• **STATED GOAL**
Output the records again without any change, limited to the part that opens with the line containing "Find the floor" and closes with the line containing "55 143 L 55", both of those lines included.
== DATASET CONTENT ==
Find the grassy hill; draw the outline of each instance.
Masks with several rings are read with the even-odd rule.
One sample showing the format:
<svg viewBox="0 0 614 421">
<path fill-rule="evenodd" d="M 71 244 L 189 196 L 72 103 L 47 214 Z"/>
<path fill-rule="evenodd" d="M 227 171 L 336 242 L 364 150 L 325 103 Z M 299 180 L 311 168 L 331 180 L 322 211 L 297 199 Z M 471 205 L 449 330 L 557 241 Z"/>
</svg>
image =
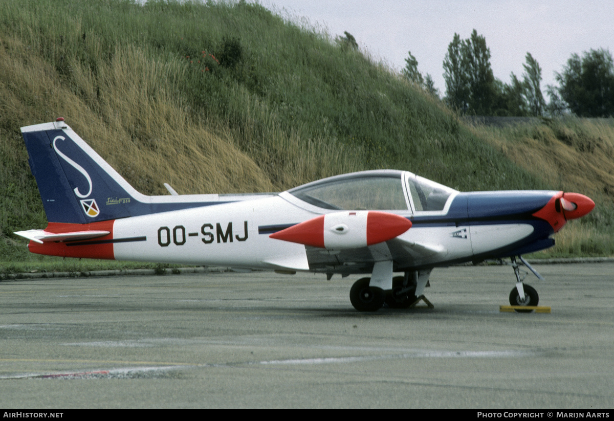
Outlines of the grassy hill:
<svg viewBox="0 0 614 421">
<path fill-rule="evenodd" d="M 58 117 L 146 194 L 384 168 L 461 190 L 565 188 L 598 209 L 554 253 L 614 253 L 611 120 L 467 125 L 367 54 L 258 5 L 3 0 L 0 109 L 0 260 L 38 258 L 12 234 L 46 224 L 19 128 Z"/>
</svg>

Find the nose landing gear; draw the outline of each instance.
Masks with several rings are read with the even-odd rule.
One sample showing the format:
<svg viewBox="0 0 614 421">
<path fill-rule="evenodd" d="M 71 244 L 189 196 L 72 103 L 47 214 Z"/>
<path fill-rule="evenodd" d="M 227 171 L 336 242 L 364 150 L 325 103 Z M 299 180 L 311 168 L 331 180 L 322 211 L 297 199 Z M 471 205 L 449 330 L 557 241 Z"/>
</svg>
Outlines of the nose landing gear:
<svg viewBox="0 0 614 421">
<path fill-rule="evenodd" d="M 514 268 L 514 274 L 516 275 L 516 287 L 510 293 L 510 304 L 511 306 L 537 306 L 537 303 L 539 303 L 539 295 L 538 295 L 537 292 L 530 285 L 523 283 L 524 278 L 526 277 L 528 272 L 522 271 L 523 274 L 521 276 L 520 264 L 516 261 L 516 257 L 512 256 L 510 258 L 511 259 L 511 266 Z M 523 265 L 526 266 L 529 270 L 537 277 L 538 279 L 543 280 L 543 277 L 522 256 L 518 256 L 518 258 L 520 259 Z M 533 311 L 533 310 L 516 309 L 516 311 L 528 313 Z"/>
</svg>

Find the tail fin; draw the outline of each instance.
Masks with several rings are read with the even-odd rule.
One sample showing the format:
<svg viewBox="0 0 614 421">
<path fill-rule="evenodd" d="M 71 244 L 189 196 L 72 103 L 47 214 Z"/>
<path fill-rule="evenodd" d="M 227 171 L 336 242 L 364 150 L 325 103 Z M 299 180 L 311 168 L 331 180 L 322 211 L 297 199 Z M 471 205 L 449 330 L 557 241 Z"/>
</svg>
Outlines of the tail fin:
<svg viewBox="0 0 614 421">
<path fill-rule="evenodd" d="M 21 133 L 50 222 L 87 223 L 130 216 L 126 205 L 142 195 L 63 118 L 22 127 Z"/>
<path fill-rule="evenodd" d="M 49 222 L 84 224 L 219 203 L 211 197 L 217 195 L 141 194 L 63 118 L 21 133 Z"/>
</svg>

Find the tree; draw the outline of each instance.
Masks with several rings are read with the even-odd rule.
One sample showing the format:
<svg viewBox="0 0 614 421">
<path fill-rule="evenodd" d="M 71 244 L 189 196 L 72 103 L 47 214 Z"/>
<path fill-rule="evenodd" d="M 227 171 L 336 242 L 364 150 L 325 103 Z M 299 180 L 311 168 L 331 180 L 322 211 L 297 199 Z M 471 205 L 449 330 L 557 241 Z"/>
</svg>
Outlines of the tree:
<svg viewBox="0 0 614 421">
<path fill-rule="evenodd" d="M 558 98 L 579 117 L 614 115 L 614 62 L 607 50 L 572 54 L 562 73 L 555 72 Z"/>
<path fill-rule="evenodd" d="M 443 60 L 446 99 L 462 112 L 489 114 L 495 101 L 495 78 L 486 39 L 473 29 L 462 41 L 454 34 Z"/>
<path fill-rule="evenodd" d="M 544 101 L 542 89 L 540 88 L 542 68 L 539 66 L 537 61 L 533 58 L 530 53 L 527 52 L 525 59 L 526 64 L 523 64 L 524 68 L 524 73 L 523 74 L 524 96 L 529 109 L 529 114 L 530 115 L 540 116 L 543 114 L 546 109 L 546 101 Z M 513 74 L 512 75 L 513 76 Z"/>
<path fill-rule="evenodd" d="M 460 36 L 454 33 L 443 59 L 443 79 L 446 81 L 445 99 L 448 105 L 467 112 L 469 108 L 470 91 L 464 48 Z"/>
<path fill-rule="evenodd" d="M 356 42 L 356 39 L 354 36 L 347 31 L 344 31 L 343 33 L 345 34 L 345 37 L 337 37 L 337 42 L 341 45 L 341 50 L 358 51 L 358 43 Z"/>
<path fill-rule="evenodd" d="M 435 87 L 435 81 L 429 73 L 424 77 L 424 89 L 433 96 L 439 98 L 439 90 Z"/>
<path fill-rule="evenodd" d="M 405 67 L 401 71 L 401 74 L 416 85 L 422 85 L 424 79 L 422 74 L 418 71 L 418 61 L 411 54 L 411 51 L 407 52 L 409 56 L 405 59 Z"/>
<path fill-rule="evenodd" d="M 488 115 L 492 110 L 495 78 L 491 68 L 491 50 L 484 36 L 473 29 L 465 40 L 468 56 L 469 107 L 480 115 Z"/>
</svg>

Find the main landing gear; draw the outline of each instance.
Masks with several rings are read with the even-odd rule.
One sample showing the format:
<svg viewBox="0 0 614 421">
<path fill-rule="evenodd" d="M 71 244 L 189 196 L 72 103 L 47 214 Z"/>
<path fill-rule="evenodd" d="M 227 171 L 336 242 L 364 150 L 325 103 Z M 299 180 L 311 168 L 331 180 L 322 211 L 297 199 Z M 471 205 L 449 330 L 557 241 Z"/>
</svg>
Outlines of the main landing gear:
<svg viewBox="0 0 614 421">
<path fill-rule="evenodd" d="M 520 264 L 516 261 L 516 257 L 512 256 L 510 258 L 511 259 L 511 266 L 514 268 L 514 274 L 516 275 L 516 287 L 510 293 L 510 304 L 523 306 L 537 306 L 537 303 L 539 303 L 539 295 L 537 295 L 537 292 L 534 288 L 523 282 L 529 272 L 521 271 Z M 538 279 L 543 280 L 543 277 L 529 264 L 529 262 L 523 258 L 522 256 L 518 256 L 518 258 L 523 265 L 537 277 Z M 521 277 L 521 272 L 523 272 L 522 277 Z M 527 313 L 533 311 L 532 309 L 523 310 L 521 309 L 516 309 L 516 311 L 519 312 Z"/>
<path fill-rule="evenodd" d="M 360 278 L 352 285 L 349 300 L 359 311 L 376 311 L 384 303 L 391 308 L 406 309 L 422 296 L 430 274 L 430 269 L 406 272 L 404 276 L 392 278 L 392 288 L 386 290 L 376 286 L 381 283 L 374 285 L 371 278 Z M 390 285 L 390 278 L 387 282 Z"/>
</svg>

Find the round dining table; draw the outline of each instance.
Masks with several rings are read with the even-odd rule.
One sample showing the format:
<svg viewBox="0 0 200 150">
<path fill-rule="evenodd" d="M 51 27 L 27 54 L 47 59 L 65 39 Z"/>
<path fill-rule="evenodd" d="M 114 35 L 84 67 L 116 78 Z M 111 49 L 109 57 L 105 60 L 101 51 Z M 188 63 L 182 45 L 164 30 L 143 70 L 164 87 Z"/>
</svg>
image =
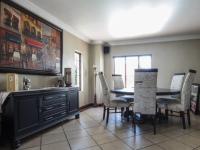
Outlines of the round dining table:
<svg viewBox="0 0 200 150">
<path fill-rule="evenodd" d="M 113 94 L 134 95 L 134 88 L 112 89 L 110 92 Z M 177 95 L 177 94 L 180 94 L 180 91 L 165 89 L 165 88 L 157 88 L 156 92 L 157 96 Z"/>
</svg>

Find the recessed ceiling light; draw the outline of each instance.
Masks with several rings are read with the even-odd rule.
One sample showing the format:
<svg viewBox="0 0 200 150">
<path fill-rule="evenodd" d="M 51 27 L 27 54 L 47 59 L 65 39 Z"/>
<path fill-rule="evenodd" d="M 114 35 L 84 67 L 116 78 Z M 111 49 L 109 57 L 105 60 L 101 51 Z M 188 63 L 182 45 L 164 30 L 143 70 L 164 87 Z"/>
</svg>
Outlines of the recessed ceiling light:
<svg viewBox="0 0 200 150">
<path fill-rule="evenodd" d="M 109 33 L 114 38 L 136 37 L 160 31 L 172 16 L 171 5 L 137 5 L 130 10 L 119 10 L 109 20 Z"/>
</svg>

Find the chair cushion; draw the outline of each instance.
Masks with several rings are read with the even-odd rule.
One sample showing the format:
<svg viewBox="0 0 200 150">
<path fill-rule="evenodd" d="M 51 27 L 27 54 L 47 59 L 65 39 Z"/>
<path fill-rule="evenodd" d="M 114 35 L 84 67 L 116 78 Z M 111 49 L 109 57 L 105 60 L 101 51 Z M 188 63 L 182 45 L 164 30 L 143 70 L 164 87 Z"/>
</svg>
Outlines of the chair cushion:
<svg viewBox="0 0 200 150">
<path fill-rule="evenodd" d="M 110 104 L 107 107 L 129 107 L 129 102 L 125 99 L 115 97 L 110 100 Z"/>
<path fill-rule="evenodd" d="M 133 102 L 134 101 L 133 95 L 123 95 L 123 96 L 120 96 L 120 98 L 125 99 L 127 102 Z"/>
<path fill-rule="evenodd" d="M 170 104 L 180 103 L 180 99 L 172 96 L 157 96 L 156 98 L 158 108 L 167 109 L 168 105 Z"/>
<path fill-rule="evenodd" d="M 160 97 L 157 99 L 158 108 L 165 108 L 174 111 L 184 111 L 183 105 L 180 99 L 176 99 L 171 96 Z"/>
</svg>

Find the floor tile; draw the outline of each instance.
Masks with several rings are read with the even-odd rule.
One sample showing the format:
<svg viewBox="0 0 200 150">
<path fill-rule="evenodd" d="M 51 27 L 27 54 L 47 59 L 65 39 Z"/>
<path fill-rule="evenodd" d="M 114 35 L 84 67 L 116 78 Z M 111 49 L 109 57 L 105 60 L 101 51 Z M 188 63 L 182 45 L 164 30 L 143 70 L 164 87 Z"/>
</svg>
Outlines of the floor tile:
<svg viewBox="0 0 200 150">
<path fill-rule="evenodd" d="M 68 139 L 73 138 L 81 138 L 85 136 L 89 136 L 89 134 L 85 130 L 77 130 L 77 131 L 65 131 Z"/>
<path fill-rule="evenodd" d="M 97 145 L 91 137 L 69 139 L 69 143 L 72 150 L 84 149 Z"/>
<path fill-rule="evenodd" d="M 153 143 L 143 138 L 143 136 L 134 136 L 123 139 L 123 141 L 134 149 L 144 148 L 152 145 Z"/>
<path fill-rule="evenodd" d="M 89 147 L 89 148 L 84 148 L 82 150 L 101 150 L 101 148 L 99 146 L 93 146 L 93 147 Z"/>
<path fill-rule="evenodd" d="M 142 150 L 163 150 L 163 149 L 157 145 L 152 145 L 152 146 L 145 147 Z"/>
<path fill-rule="evenodd" d="M 92 138 L 99 144 L 105 144 L 109 142 L 116 141 L 118 138 L 115 137 L 112 133 L 103 133 L 103 134 L 97 134 L 93 135 Z"/>
<path fill-rule="evenodd" d="M 109 132 L 105 127 L 103 126 L 98 126 L 98 127 L 93 127 L 93 128 L 88 128 L 86 129 L 87 133 L 89 135 L 96 135 L 96 134 L 102 134 Z"/>
<path fill-rule="evenodd" d="M 32 147 L 32 148 L 27 148 L 27 149 L 24 149 L 24 150 L 40 150 L 40 147 Z"/>
<path fill-rule="evenodd" d="M 37 147 L 37 146 L 40 146 L 40 142 L 41 142 L 41 136 L 33 137 L 23 142 L 22 145 L 18 149 Z"/>
<path fill-rule="evenodd" d="M 153 143 L 160 143 L 160 142 L 170 140 L 169 137 L 164 136 L 164 135 L 159 134 L 159 133 L 157 133 L 156 135 L 154 135 L 153 133 L 143 134 L 143 137 L 148 139 L 149 141 L 151 141 Z"/>
<path fill-rule="evenodd" d="M 131 150 L 131 148 L 122 141 L 114 141 L 111 143 L 100 145 L 103 150 Z"/>
<path fill-rule="evenodd" d="M 55 143 L 55 142 L 66 141 L 66 140 L 67 139 L 66 139 L 64 133 L 43 135 L 42 136 L 42 145 Z"/>
<path fill-rule="evenodd" d="M 49 134 L 58 134 L 58 133 L 63 133 L 63 128 L 61 126 L 55 127 L 55 128 L 50 128 L 46 130 L 43 135 L 49 135 Z"/>
<path fill-rule="evenodd" d="M 166 141 L 163 143 L 159 143 L 158 145 L 165 150 L 192 150 L 191 147 L 189 147 L 183 143 L 177 142 L 175 140 L 170 140 L 170 141 Z"/>
<path fill-rule="evenodd" d="M 70 147 L 67 141 L 56 142 L 48 145 L 42 145 L 41 150 L 70 150 Z"/>
<path fill-rule="evenodd" d="M 122 129 L 122 130 L 115 131 L 113 134 L 122 139 L 122 138 L 134 136 L 134 131 L 130 129 Z"/>
<path fill-rule="evenodd" d="M 157 124 L 157 134 L 152 125 L 138 124 L 136 135 L 131 121 L 120 114 L 111 114 L 109 123 L 102 120 L 102 108 L 81 112 L 79 119 L 71 119 L 25 139 L 18 149 L 23 150 L 200 150 L 200 116 L 191 114 L 192 126 L 182 129 L 177 118 Z M 67 138 L 66 138 L 67 137 Z M 42 146 L 40 147 L 40 144 Z M 9 145 L 0 150 L 11 150 Z"/>
<path fill-rule="evenodd" d="M 186 145 L 189 145 L 192 148 L 196 148 L 200 146 L 200 138 L 198 137 L 184 135 L 184 136 L 178 137 L 176 140 Z"/>
<path fill-rule="evenodd" d="M 189 133 L 189 135 L 200 138 L 200 130 Z"/>
</svg>

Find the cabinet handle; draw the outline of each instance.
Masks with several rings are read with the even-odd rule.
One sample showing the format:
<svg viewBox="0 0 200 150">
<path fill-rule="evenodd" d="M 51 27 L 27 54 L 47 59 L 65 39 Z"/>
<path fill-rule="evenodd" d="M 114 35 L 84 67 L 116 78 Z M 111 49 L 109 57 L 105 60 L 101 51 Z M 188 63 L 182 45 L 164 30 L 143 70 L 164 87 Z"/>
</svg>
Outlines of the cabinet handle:
<svg viewBox="0 0 200 150">
<path fill-rule="evenodd" d="M 65 114 L 66 114 L 66 112 L 61 113 L 61 115 L 65 115 Z"/>
<path fill-rule="evenodd" d="M 49 118 L 45 118 L 44 120 L 45 121 L 48 121 L 48 120 L 51 120 L 51 119 L 53 119 L 54 117 L 49 117 Z"/>
<path fill-rule="evenodd" d="M 47 107 L 47 108 L 45 108 L 45 110 L 50 110 L 50 109 L 53 109 L 54 107 L 52 106 L 52 107 Z"/>
</svg>

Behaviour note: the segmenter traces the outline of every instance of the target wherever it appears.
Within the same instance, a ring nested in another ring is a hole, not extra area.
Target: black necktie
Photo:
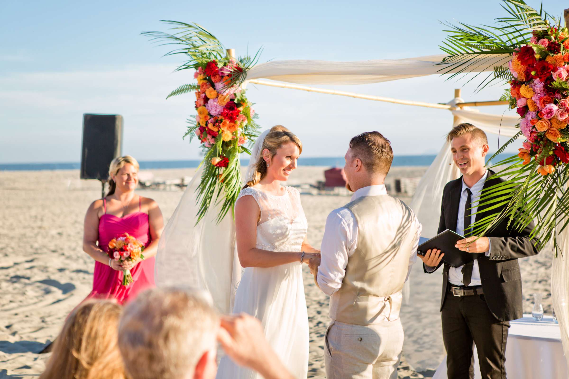
[[[466,189],[466,192],[467,196],[466,198],[466,204],[464,205],[464,231],[463,233],[465,238],[470,236],[472,230],[471,227],[471,222],[470,219],[471,212],[472,211],[471,208],[472,207],[471,205],[472,193],[468,188]],[[474,267],[474,261],[469,262],[463,266],[463,283],[465,286],[470,284],[470,281],[472,278],[473,267]]]

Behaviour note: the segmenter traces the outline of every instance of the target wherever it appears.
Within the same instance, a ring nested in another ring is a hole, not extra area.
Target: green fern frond
[[[199,90],[199,89],[200,86],[197,84],[183,84],[171,92],[170,94],[166,97],[166,99],[167,100],[168,98],[172,97],[172,96],[178,96],[178,95],[182,95],[185,93],[190,93]]]

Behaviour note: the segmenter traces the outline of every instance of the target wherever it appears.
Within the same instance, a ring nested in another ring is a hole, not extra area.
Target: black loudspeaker
[[[122,116],[83,115],[81,178],[106,181],[109,165],[122,151]]]

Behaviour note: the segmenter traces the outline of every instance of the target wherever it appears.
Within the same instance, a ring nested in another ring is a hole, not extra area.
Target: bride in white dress
[[[237,253],[245,269],[233,310],[258,319],[284,366],[294,377],[304,379],[308,319],[302,263],[318,256],[319,251],[307,239],[298,191],[281,185],[296,168],[302,151],[298,138],[281,126],[261,135],[253,148],[249,180],[235,205]],[[216,377],[262,377],[224,357]]]

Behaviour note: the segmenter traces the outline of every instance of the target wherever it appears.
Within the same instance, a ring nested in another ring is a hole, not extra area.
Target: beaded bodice
[[[271,195],[257,188],[241,190],[237,198],[250,195],[261,209],[257,224],[257,248],[270,251],[300,251],[308,223],[300,204],[300,195],[292,187],[285,187],[282,196]]]

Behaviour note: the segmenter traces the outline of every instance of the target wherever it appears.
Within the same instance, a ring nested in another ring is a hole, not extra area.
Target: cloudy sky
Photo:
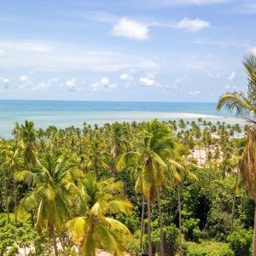
[[[255,25],[255,0],[0,0],[0,98],[216,102]]]

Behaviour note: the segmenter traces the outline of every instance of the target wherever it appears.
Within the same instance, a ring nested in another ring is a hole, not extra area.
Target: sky
[[[255,25],[255,0],[0,0],[0,99],[217,102]]]

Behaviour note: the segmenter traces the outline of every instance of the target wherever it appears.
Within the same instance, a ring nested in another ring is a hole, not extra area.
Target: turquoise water
[[[204,119],[241,123],[226,111],[217,112],[214,102],[119,102],[61,101],[0,101],[0,136],[10,137],[15,121],[32,120],[36,127],[81,127],[84,122],[103,125],[115,121]]]

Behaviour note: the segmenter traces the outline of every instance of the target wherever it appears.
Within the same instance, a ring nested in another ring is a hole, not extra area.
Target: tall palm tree
[[[177,208],[178,208],[178,230],[179,230],[179,246],[180,254],[183,255],[183,238],[182,238],[182,209],[181,209],[181,184],[183,182],[183,174],[189,178],[198,180],[197,177],[178,162],[169,160],[167,162],[168,171],[172,175],[171,184],[177,188]]]
[[[243,60],[247,75],[247,91],[226,92],[218,100],[217,109],[224,106],[235,114],[249,123],[247,130],[247,145],[240,162],[240,172],[247,190],[255,201],[255,214],[253,240],[253,255],[256,255],[256,55],[251,54]]]
[[[160,199],[160,188],[166,178],[166,169],[167,158],[176,155],[177,143],[173,139],[172,131],[168,125],[154,119],[147,123],[142,134],[137,151],[124,154],[117,163],[117,168],[121,170],[127,163],[134,160],[140,172],[136,182],[136,189],[147,199],[148,208],[148,254],[152,255],[151,241],[151,203],[155,194]],[[160,222],[161,222],[160,207]],[[162,237],[162,234],[161,234]],[[164,245],[161,239],[161,253]],[[161,255],[162,255],[161,254]]]
[[[123,195],[122,182],[113,178],[97,181],[93,173],[87,174],[82,188],[81,216],[67,222],[70,236],[79,245],[80,256],[96,256],[102,248],[120,255],[125,252],[125,238],[129,230],[112,214],[129,214],[132,206]]]
[[[37,211],[36,230],[41,234],[44,228],[48,229],[55,256],[58,255],[55,231],[61,231],[65,221],[71,218],[70,195],[76,192],[75,179],[83,177],[72,162],[63,154],[48,153],[42,162],[38,160],[32,170],[16,174],[18,181],[31,179],[34,186],[20,201],[16,216],[22,216],[23,212]]]

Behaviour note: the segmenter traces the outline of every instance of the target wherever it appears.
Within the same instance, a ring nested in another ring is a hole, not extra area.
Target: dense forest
===
• **OUTPUT BELOW**
Find the floor tile; draw the outline of each instance.
Masks with several rings are read with the even-odd rule.
One sample showing the format:
<svg viewBox="0 0 200 150">
<path fill-rule="evenodd" d="M 51 27 L 27 54 L 47 59 L 65 39 Z"/>
<path fill-rule="evenodd" d="M 114 35 L 84 67 L 116 78 Z M 111 49 L 109 57 L 105 60 L 101 51 Z M 188 63 L 182 45 L 164 30 L 143 70 L 164 87 Z"/>
</svg>
Outlines of the floor tile:
<svg viewBox="0 0 200 150">
<path fill-rule="evenodd" d="M 68 139 L 73 138 L 81 138 L 85 136 L 89 136 L 89 134 L 85 130 L 77 130 L 77 131 L 65 131 Z"/>
<path fill-rule="evenodd" d="M 97 145 L 91 137 L 69 139 L 69 143 L 72 150 L 84 149 Z"/>
<path fill-rule="evenodd" d="M 153 143 L 143 138 L 143 136 L 134 136 L 123 139 L 123 141 L 134 149 L 144 148 L 152 145 Z"/>
<path fill-rule="evenodd" d="M 89 147 L 89 148 L 84 148 L 82 150 L 101 150 L 101 148 L 99 146 L 93 146 L 93 147 Z"/>
<path fill-rule="evenodd" d="M 142 150 L 163 150 L 163 149 L 157 145 L 152 145 L 152 146 L 145 147 Z"/>
<path fill-rule="evenodd" d="M 92 138 L 99 144 L 105 144 L 109 142 L 116 141 L 118 138 L 115 137 L 112 133 L 103 133 L 103 134 L 97 134 L 93 135 Z"/>
<path fill-rule="evenodd" d="M 109 132 L 105 127 L 103 126 L 98 126 L 98 127 L 93 127 L 93 128 L 88 128 L 86 129 L 87 133 L 89 135 L 96 135 L 96 134 L 102 134 Z"/>
<path fill-rule="evenodd" d="M 32 147 L 32 148 L 27 148 L 27 149 L 24 149 L 24 150 L 40 150 L 40 147 Z"/>
<path fill-rule="evenodd" d="M 37 147 L 37 146 L 40 146 L 40 142 L 41 142 L 41 136 L 33 137 L 23 142 L 22 145 L 18 149 Z"/>
<path fill-rule="evenodd" d="M 153 143 L 160 143 L 160 142 L 170 140 L 169 137 L 164 136 L 164 135 L 159 134 L 159 133 L 157 133 L 156 135 L 154 135 L 153 133 L 143 134 L 143 137 L 148 139 L 149 141 L 151 141 Z"/>
<path fill-rule="evenodd" d="M 131 150 L 131 148 L 122 141 L 114 141 L 111 143 L 100 145 L 103 150 Z"/>
<path fill-rule="evenodd" d="M 55 143 L 55 142 L 66 141 L 66 140 L 67 139 L 66 139 L 64 133 L 43 135 L 42 136 L 42 145 Z"/>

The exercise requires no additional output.